• _Passage for review_
__________
NOTE: I now write for Aporia Magazine. Please sign up there!
The bootlegger-baptist coalition is an idea from the economics of regulation, which libertarians are fond of invoking. The idea is that, when new regulations are being considered, the coalition supporting a particular regulation often comprises one group with a moral or political objective, and one group with self-interested or monetary objective.
The original example – analysed by the economist Bruce Yandle – comes from prohibition-era America. On the one hand, baptists supported bans on the sale of alcohol for moral reasons; they believed that drink had a corrupting influence on society. On the other hand, bootleggers supported prohibition because it did away with the competition, thereby driving prices through the roof. Despite their opposing values, these groups both worked diligently to get more restrictions placed on the sale of alcohol. Baptists took the moral high-ground in the public debate, earnestly spelling out the evils of an unbridled market for drink. Meanwhile, bootleggers offered bribes to corrupt politicians, knowing there were huge profits to be made down the road.
__________
• _Exercises to complete_
A: In the passage on the bootlegger-baptist coalition, which economist analyzed the original example?
B: Reproduce the passage on the bootlegger-baptist coalition word for word from "NOTE: I now" to "or monetary objective.".
C: Decide whether each statement agrees with the passage on the bootlegger-baptist coalition, answering yes or no and quoting the words that settle it. (i) Baptists backed bans on alcohol sales for moral reasons. (ii) Bootleggers opposed prohibition because it drove up prices. (iii) Baptists offered bribes to politicians.
The lines that come next are separate material with no connection to the passage on the bootlegger-baptist coalition.

Free-text object descriptions
__________
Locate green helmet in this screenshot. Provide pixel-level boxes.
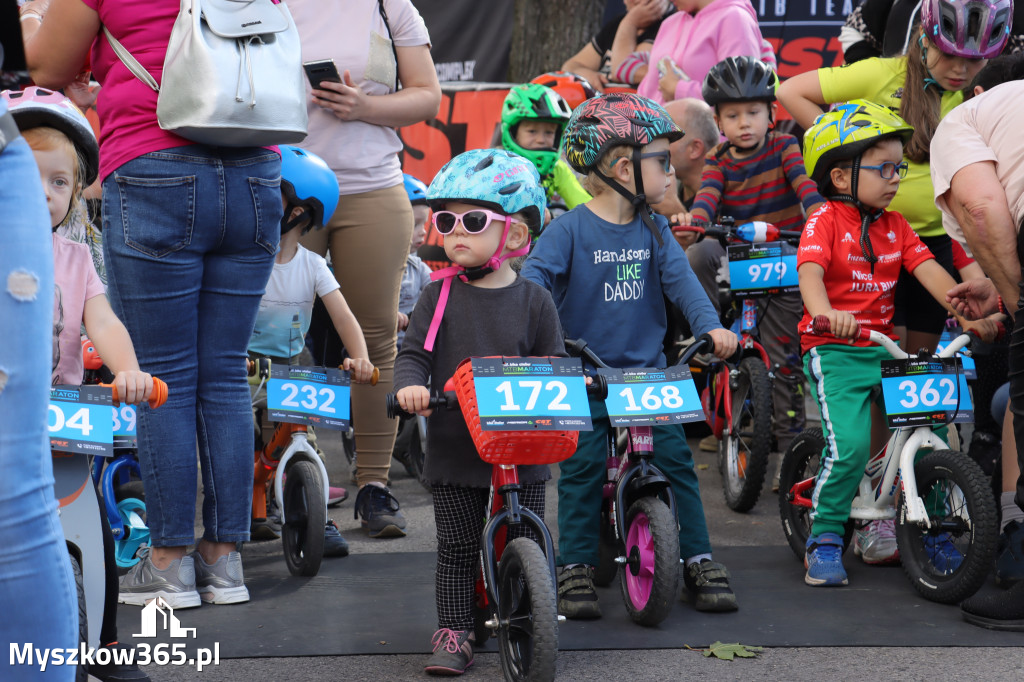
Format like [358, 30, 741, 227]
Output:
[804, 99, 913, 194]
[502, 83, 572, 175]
__________
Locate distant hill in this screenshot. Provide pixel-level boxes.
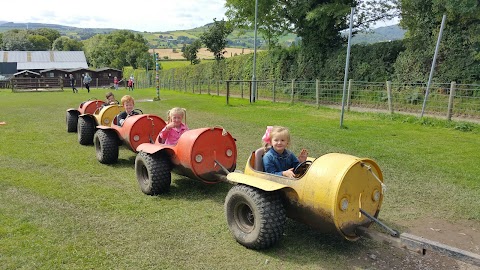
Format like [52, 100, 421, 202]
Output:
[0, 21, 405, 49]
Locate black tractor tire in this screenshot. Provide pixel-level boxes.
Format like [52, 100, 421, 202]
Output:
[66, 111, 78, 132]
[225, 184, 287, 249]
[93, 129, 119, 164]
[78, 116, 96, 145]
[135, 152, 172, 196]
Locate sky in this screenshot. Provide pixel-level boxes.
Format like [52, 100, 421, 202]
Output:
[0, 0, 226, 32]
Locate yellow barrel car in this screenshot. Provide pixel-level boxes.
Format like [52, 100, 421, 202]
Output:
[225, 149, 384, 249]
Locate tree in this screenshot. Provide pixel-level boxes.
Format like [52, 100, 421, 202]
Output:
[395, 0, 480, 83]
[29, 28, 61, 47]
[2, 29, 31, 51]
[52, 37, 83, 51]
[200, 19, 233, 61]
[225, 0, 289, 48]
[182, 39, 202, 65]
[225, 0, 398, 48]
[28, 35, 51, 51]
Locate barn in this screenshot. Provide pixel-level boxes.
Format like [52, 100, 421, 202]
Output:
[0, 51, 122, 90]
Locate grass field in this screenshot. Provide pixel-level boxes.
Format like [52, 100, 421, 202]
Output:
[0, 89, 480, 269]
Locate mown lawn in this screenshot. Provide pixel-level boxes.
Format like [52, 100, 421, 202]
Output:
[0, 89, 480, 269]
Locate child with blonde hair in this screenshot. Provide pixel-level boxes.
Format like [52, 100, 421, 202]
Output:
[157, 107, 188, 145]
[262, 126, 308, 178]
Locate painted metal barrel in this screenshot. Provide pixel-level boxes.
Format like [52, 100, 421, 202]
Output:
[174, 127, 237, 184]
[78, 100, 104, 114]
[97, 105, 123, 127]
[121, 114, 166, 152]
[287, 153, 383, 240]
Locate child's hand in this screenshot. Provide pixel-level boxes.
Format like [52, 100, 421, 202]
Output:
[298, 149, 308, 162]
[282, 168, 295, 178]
__________
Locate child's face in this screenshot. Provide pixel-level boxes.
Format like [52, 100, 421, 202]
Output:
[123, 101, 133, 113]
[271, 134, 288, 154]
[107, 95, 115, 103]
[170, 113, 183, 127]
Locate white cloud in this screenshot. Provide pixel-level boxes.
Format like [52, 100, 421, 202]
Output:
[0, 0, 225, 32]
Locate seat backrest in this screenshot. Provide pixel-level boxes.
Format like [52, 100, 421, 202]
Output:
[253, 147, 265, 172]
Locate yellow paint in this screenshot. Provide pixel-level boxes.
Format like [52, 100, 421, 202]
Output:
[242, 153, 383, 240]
__________
• _Answers to this exercise_
A: Bruce Yandle.

B:
NOTE: I now write for Aporia Magazine. Please sign up there!
The bootlegger-baptist coalition is an idea from the economics of regulation, which libertarians are fond of invoking. The idea is that, when new regulations are being considered, the coalition supporting a particular regulation often comprises one group with a moral or political objective, and one group with self-interested or monetary objective.

C:
(i) Yes: "baptists supported bans on the sale of alcohol for moral reasons"
(ii) No: "bootleggers supported prohibition because it did away with the competition, thereby driving prices through the roof"
(iii) No: "Meanwhile, bootleggers offered bribes to corrupt politicians"